● Work order
From the line below that contains "Task: identify the shirt" to the line that contains "Task: identify the crowd", repeat every line exactly, both ends included, and nothing else.

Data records
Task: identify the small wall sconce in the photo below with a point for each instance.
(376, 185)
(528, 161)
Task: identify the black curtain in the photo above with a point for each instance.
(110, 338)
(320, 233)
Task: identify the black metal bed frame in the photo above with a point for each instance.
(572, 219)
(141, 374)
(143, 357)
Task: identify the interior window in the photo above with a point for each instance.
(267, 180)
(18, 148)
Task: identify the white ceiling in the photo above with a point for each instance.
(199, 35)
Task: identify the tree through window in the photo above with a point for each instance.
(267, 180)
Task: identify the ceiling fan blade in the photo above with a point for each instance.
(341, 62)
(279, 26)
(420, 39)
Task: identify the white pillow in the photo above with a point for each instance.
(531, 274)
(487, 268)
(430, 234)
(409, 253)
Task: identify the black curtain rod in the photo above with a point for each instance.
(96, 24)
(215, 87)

...

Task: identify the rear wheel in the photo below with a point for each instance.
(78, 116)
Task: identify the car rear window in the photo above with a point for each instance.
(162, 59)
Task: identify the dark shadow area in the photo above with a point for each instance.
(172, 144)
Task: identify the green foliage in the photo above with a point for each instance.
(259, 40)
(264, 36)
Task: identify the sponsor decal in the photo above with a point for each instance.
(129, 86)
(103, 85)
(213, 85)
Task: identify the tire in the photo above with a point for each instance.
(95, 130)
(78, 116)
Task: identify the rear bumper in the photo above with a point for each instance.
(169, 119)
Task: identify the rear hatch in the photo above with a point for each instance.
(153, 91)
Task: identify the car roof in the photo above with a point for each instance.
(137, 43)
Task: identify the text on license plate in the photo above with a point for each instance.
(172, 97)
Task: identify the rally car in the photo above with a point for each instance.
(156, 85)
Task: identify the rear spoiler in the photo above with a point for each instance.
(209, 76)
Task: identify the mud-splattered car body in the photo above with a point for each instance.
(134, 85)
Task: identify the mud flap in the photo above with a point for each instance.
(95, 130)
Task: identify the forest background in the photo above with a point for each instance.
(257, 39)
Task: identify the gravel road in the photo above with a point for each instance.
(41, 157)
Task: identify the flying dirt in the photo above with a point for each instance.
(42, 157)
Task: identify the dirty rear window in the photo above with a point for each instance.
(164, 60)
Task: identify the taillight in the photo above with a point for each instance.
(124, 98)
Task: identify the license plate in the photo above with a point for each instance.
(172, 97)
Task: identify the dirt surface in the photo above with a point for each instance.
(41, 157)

==

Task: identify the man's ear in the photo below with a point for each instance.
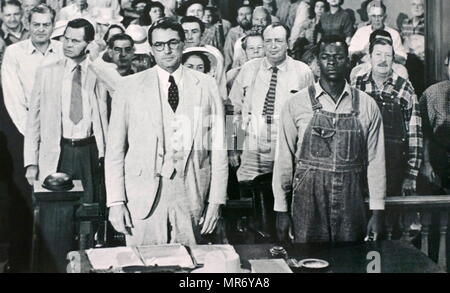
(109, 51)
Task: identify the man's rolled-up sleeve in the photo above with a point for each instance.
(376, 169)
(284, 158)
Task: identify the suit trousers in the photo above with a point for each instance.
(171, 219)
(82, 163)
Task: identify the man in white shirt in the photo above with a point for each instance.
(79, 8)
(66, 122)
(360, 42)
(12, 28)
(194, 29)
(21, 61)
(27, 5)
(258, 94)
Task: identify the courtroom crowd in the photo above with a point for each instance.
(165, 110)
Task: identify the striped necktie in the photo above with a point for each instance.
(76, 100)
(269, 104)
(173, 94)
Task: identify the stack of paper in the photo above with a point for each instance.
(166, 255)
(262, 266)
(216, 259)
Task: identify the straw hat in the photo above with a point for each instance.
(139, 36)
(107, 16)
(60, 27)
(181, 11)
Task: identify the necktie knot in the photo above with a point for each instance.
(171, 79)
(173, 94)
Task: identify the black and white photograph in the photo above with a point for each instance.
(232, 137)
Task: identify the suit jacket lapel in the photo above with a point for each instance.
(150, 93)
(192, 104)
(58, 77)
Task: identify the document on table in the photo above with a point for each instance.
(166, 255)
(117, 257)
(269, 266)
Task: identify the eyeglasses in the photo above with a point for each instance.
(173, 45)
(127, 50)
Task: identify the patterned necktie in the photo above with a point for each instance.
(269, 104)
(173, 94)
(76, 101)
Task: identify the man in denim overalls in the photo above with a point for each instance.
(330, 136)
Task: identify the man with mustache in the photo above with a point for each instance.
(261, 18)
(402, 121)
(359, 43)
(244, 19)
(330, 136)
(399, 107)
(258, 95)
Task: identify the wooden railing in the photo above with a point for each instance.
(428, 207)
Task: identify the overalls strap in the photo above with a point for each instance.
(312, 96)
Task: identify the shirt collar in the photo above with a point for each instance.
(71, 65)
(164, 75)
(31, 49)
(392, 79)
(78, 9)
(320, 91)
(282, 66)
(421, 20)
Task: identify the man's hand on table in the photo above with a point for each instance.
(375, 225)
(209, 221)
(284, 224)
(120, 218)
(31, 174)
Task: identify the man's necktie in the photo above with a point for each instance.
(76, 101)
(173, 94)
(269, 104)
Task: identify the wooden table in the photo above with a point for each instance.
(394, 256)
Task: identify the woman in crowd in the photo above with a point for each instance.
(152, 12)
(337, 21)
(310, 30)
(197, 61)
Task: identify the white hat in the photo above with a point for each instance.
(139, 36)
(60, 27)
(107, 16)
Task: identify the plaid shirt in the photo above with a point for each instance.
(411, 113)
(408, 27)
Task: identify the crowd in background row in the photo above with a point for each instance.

● Answer section
Task: identify the shirt collar in the photo above with a point for each instance.
(71, 65)
(164, 75)
(31, 49)
(392, 79)
(78, 9)
(320, 91)
(282, 66)
(421, 20)
Task: identify the man's hand on table in the photo above with a point for each instance.
(375, 225)
(209, 221)
(284, 224)
(120, 218)
(31, 174)
Task: identify the man's necktie in the photo above with a point for each instance.
(76, 101)
(173, 94)
(269, 104)
Task: identify the wooden table in the photo above with a point for each instance.
(394, 256)
Task: identify the woman in crowd in the photo above with a point for each instance.
(152, 12)
(337, 21)
(310, 30)
(197, 61)
Task: identify the white hat in the photo above with a point for each instance.
(139, 36)
(60, 27)
(107, 16)
Task: identify the plaid shirt in the photo above with a point for each instance.
(411, 113)
(408, 27)
Task: identify the crowd in background row in the photo above with a point for each instance.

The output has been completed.